→ Task statement
Down to the last character, repeat the data that follows.

→ Entries taken from a collection
[Start of section]

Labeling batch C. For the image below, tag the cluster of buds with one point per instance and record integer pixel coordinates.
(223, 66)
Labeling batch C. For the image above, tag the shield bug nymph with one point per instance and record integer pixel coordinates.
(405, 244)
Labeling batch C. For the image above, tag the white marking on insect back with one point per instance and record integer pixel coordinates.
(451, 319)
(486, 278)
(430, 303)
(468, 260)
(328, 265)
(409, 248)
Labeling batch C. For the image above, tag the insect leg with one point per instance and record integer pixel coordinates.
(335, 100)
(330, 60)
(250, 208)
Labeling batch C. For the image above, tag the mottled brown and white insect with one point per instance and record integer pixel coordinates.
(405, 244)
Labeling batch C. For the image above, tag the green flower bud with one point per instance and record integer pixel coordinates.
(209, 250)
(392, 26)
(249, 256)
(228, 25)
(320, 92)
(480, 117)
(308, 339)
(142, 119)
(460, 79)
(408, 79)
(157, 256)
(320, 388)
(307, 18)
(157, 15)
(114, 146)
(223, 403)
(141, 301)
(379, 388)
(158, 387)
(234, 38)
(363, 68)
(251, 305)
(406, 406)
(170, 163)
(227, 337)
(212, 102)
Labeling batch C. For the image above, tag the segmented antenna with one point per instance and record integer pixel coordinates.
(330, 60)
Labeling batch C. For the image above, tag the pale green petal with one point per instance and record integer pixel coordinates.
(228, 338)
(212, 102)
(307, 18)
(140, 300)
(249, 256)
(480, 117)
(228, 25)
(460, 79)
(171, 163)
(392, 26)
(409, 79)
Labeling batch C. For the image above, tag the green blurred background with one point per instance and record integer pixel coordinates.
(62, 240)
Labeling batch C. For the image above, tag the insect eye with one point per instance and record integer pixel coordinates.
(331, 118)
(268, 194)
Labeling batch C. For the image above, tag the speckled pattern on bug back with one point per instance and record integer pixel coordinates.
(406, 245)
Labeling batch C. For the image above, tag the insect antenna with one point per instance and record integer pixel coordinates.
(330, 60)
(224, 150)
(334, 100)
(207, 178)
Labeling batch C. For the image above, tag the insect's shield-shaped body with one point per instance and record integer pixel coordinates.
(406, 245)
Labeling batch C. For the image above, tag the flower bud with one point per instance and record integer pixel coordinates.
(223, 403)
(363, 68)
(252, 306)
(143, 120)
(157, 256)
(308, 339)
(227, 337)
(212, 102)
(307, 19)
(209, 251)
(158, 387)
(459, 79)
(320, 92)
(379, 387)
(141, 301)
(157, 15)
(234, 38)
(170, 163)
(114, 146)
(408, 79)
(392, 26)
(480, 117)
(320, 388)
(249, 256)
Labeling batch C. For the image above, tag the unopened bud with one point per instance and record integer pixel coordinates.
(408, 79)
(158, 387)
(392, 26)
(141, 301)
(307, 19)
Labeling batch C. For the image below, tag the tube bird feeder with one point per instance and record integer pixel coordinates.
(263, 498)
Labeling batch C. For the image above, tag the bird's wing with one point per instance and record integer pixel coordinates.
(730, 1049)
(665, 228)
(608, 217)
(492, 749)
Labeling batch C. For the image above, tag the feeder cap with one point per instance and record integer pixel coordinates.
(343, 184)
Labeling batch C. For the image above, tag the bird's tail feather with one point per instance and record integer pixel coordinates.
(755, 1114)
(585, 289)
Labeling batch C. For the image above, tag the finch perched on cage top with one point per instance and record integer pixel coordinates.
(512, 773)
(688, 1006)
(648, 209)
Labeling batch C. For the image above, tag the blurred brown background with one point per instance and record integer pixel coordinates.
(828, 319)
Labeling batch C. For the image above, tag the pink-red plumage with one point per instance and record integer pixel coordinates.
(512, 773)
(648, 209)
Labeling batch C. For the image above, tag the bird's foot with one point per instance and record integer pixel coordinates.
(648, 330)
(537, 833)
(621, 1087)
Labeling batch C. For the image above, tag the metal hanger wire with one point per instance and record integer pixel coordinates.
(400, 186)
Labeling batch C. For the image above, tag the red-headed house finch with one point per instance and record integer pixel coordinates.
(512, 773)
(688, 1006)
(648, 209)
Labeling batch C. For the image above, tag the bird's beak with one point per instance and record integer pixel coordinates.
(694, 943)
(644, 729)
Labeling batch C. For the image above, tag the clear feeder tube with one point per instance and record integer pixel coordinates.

[End of section]

→ Solution for this problem
Labeling batch C. For the image below, tag the cluster of buds with one point per instance and record integer pixel coordinates.
(223, 66)
Labeling batch C. For the image above, tag the shield bug nymph with one point per instance and record integer pixel coordinates.
(405, 244)
Labeling batch C. For the image above, tag the white marking on insect back with one point per instance and record integer pixel coordinates.
(451, 319)
(486, 278)
(430, 303)
(468, 260)
(328, 265)
(409, 248)
Labeling batch C. For the image above, tag the insect leg with one point per instance and record integer pixel coordinates.
(335, 100)
(330, 60)
(250, 208)
Labeling batch C. For the image above, tag the mottled brown and white insect with one point per instance and record integer pixel coordinates.
(405, 244)
Labeling batch C. For the image above, tag the green flower bud with one point per instance and record integer pixel coordinates.
(209, 250)
(392, 26)
(249, 256)
(228, 25)
(320, 92)
(480, 117)
(308, 339)
(142, 119)
(460, 79)
(408, 79)
(157, 256)
(320, 388)
(307, 18)
(157, 15)
(114, 146)
(223, 403)
(141, 301)
(379, 388)
(158, 387)
(234, 38)
(363, 68)
(251, 305)
(406, 406)
(170, 163)
(227, 337)
(212, 102)
Labeling batch C. For the image above, tag the segmented antenna with one point per instance and record integer pixel coordinates.
(330, 60)
Labeling batch C. For the image above, tag the pale green petal with one point per instance and record integer pixel coordinates.
(228, 338)
(212, 102)
(307, 18)
(140, 300)
(249, 256)
(480, 117)
(228, 25)
(460, 79)
(171, 163)
(392, 26)
(409, 79)
Labeling batch C. For the image above, tag the green blurred background with one point per instance and record integer pixel coordinates.
(62, 240)
Labeling batch C. For the image above, tag the insect eye with one point per instance and record integer pixel coordinates.
(331, 118)
(268, 194)
Labeling batch C. For the image above, tag the speckled pattern on bug back with one point per instance and record integer pixel coordinates.
(406, 245)
Labeling batch C. For the image above, tag the insect antenna with one point per instance and record integer pixel coordinates.
(330, 60)
(224, 150)
(334, 100)
(207, 178)
Labeling batch C. For the image above, tag the insect's shield-shaped body with one point per instance and record integer pixel coordinates.
(406, 245)
Labeling batch C. For the image above, tag the flower bud with one point per instance and record integer pixel coordinates.
(223, 403)
(363, 68)
(252, 306)
(143, 120)
(157, 256)
(308, 339)
(227, 337)
(212, 102)
(307, 19)
(209, 251)
(158, 387)
(459, 79)
(320, 92)
(379, 387)
(141, 301)
(157, 15)
(234, 38)
(170, 163)
(114, 146)
(408, 79)
(392, 26)
(480, 117)
(320, 388)
(249, 256)
Labeling batch C. For the image above, tag the unopened bud with one point per instance and record integer pixel coordinates.
(408, 79)
(158, 387)
(392, 26)
(141, 301)
(307, 19)
Labeling batch C. For the image below, tag the tube bird feeder with one point per instance and record integer pixel coordinates.
(263, 498)
Labeling batch C. For the image above, tag the bird's wing with one point per instance and record integer pixel coordinates.
(730, 1049)
(665, 228)
(608, 217)
(492, 749)
Labeling batch C. For the image above, tag the feeder cap with one point per instance and record integer pixel coordinates.
(343, 184)
Labeling batch C. For the image above, tag the bird's tail feather with one point per instance and record integer pixel coordinates.
(755, 1114)
(585, 289)
Labeling batch C. For the image above, tag the finch perched on cage top with one point per instance and record integer pixel coordinates.
(512, 773)
(688, 1006)
(648, 209)
Labeling batch C. For the image above, tag the blurred brown background with one point per instance and record integer pixel coordinates.
(828, 319)
Labeling batch C. For the image above, tag the pink-red plumage with one point per instance and record integer pixel coordinates.
(512, 773)
(648, 209)
Labeling batch C. For the image above, tag the bird's foot with one point per instance and record integer pixel coordinates.
(648, 330)
(537, 833)
(621, 1087)
Labeling batch C. For the image above, tag the metal hanger wire with one point per instance and record integer pixel coordinates.
(400, 186)
Labeling batch C. For the image above, tag the red-headed house finch with one point per instance and record integer pixel coordinates.
(512, 773)
(688, 1006)
(648, 209)
Labeling batch C. For the image above, tag the bird's beak with one point per instance and record integer pixel coordinates.
(694, 943)
(644, 729)
Labeling batch C. For the image above, tag the clear feeder tube with one point per instance and record integer pixel coordinates.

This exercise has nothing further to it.